WHAT TO WORK ON: Please filter the rows below down to every line that contains the word "deer". Matching is case-sensitive.

RECORDS FOR THE TASK:

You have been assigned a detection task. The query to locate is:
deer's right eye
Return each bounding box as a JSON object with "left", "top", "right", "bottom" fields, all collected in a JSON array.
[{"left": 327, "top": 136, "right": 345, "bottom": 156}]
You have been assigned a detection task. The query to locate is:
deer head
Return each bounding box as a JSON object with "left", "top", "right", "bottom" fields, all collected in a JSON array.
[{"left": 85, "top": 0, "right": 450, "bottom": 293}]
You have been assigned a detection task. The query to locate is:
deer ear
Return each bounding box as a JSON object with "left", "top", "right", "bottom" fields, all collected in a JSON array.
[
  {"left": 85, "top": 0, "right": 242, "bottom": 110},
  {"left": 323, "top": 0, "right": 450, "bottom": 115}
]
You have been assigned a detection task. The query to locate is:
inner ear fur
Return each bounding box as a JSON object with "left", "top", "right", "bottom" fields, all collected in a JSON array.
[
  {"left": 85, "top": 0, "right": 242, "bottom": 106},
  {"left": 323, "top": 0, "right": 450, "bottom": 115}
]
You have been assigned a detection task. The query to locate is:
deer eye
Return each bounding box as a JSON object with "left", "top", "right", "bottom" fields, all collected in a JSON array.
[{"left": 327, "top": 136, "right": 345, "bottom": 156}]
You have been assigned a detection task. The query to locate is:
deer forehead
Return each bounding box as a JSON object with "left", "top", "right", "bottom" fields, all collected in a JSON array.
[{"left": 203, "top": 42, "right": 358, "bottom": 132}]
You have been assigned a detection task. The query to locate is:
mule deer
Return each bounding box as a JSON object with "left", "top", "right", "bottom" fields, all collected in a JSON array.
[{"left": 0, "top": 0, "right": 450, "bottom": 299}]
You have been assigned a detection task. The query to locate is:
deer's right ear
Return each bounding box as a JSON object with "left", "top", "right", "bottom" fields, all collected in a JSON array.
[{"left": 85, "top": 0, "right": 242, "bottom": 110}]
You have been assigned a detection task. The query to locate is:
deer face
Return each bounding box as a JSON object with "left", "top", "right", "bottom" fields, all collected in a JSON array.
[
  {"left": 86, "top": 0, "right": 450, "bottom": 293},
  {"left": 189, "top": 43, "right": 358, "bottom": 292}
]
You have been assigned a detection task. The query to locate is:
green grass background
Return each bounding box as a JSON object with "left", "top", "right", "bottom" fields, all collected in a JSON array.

WRITTEN ANSWER:
deer's right eye
deer head
deer ear
deer eye
deer forehead
mule deer
deer's right ear
deer face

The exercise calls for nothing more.